• **TASK TO CARRY OUT**
Please locate each line in the records below that contains the word "tree", matching case, and copy those lines out.
--- DATA PROVIDED ---
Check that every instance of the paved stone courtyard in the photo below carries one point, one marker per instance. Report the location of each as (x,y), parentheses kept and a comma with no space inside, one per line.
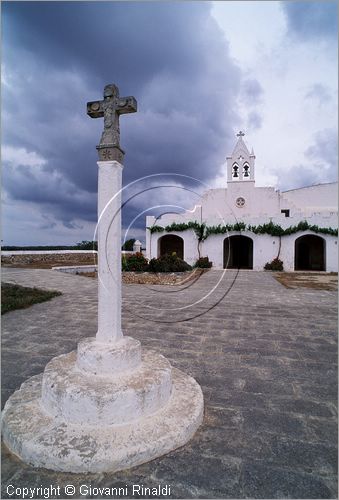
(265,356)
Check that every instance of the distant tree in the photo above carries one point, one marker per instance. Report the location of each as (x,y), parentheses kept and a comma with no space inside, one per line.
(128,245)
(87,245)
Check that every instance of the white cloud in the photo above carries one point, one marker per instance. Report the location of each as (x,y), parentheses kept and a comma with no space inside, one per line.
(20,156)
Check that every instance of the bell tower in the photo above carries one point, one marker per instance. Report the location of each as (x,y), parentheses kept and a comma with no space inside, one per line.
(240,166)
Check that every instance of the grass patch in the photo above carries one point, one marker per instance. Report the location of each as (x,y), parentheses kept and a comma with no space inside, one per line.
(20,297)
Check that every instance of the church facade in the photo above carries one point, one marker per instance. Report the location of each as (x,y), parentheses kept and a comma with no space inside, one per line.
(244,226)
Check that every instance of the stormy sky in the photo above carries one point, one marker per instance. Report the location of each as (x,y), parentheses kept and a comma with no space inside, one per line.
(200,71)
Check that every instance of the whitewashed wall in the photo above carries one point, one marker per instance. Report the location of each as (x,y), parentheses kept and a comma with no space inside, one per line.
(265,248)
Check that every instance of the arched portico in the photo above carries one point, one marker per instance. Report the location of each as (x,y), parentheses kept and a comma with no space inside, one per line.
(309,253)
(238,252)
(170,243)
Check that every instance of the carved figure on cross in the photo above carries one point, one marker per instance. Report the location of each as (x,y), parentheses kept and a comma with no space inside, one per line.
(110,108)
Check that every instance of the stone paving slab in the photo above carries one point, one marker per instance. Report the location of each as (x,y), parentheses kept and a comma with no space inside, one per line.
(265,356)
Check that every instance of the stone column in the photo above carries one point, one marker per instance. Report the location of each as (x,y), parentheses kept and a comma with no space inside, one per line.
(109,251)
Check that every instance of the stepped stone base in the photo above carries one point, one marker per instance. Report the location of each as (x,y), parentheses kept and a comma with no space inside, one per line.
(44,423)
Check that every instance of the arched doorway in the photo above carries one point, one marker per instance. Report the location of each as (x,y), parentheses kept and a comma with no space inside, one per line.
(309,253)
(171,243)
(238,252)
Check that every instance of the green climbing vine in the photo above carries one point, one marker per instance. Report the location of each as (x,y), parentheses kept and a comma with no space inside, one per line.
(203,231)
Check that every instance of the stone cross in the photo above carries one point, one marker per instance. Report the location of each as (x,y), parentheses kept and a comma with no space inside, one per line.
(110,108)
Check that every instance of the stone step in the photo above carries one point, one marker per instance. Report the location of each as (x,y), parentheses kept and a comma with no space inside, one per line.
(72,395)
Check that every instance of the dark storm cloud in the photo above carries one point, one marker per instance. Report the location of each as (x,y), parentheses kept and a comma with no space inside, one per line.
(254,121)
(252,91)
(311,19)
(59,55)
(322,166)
---
--- DATA PROVIDED ---
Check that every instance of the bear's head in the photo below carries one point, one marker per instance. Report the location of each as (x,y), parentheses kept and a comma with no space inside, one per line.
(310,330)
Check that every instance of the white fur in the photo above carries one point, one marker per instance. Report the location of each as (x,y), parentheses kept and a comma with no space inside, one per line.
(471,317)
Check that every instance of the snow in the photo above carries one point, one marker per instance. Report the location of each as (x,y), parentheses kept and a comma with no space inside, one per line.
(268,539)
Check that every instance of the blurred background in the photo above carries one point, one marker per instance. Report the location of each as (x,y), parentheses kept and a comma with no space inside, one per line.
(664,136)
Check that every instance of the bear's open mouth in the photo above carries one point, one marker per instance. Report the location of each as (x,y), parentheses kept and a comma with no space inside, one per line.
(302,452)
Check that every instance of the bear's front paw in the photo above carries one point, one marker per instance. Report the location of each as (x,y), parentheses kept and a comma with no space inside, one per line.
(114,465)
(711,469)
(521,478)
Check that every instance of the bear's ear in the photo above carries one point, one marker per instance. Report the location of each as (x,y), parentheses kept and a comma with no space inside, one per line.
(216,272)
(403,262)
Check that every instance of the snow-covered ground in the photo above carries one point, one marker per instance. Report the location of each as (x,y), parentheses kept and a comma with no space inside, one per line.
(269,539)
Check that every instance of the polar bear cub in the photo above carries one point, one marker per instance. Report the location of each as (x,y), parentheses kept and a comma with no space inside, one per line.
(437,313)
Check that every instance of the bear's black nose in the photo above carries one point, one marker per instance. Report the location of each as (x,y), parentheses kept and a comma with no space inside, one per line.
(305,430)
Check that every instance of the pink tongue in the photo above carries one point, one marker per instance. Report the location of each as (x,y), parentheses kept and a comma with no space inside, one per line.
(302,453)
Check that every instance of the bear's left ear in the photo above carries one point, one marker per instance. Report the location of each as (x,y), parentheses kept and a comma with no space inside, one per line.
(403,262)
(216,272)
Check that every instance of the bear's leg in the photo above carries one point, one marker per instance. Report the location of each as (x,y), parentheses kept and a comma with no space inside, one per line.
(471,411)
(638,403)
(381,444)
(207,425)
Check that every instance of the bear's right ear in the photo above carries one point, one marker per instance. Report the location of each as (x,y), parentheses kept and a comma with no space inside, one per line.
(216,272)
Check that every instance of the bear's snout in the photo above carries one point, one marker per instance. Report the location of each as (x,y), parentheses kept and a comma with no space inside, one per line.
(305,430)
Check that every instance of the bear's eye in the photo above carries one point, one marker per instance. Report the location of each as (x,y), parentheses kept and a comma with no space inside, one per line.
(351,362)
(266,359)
---
--- DATA PROVIDED ---
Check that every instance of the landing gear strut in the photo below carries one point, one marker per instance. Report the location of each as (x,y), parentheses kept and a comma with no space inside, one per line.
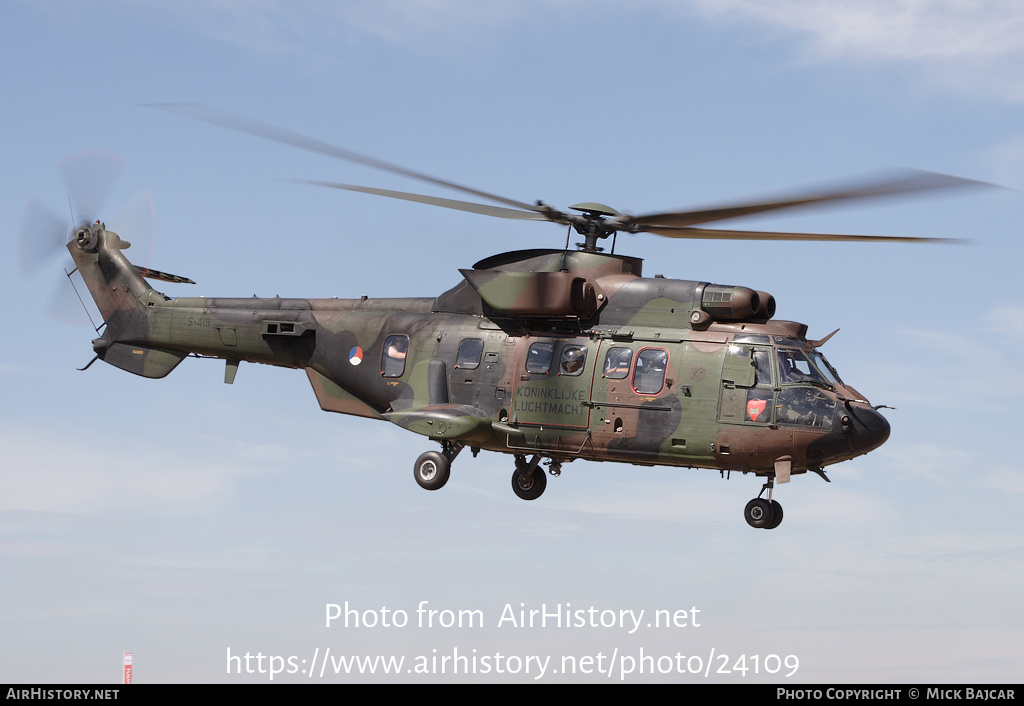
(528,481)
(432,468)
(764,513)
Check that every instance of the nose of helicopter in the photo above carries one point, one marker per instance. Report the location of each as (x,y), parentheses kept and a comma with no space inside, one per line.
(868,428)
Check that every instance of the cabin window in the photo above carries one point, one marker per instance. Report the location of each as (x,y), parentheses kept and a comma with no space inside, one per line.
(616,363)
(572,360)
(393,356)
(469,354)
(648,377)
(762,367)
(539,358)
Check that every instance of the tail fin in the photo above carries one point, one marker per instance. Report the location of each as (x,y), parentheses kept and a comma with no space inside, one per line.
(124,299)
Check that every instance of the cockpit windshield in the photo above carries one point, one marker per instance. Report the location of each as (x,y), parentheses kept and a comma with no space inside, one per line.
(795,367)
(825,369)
---
• **RESULT FOR THIS TASK**
Check that every instance of the distant tree in the photo above carries one point, one marker per instance. Report the location of each as (x,y), parentheses kept and a comma with no space inside, one per line.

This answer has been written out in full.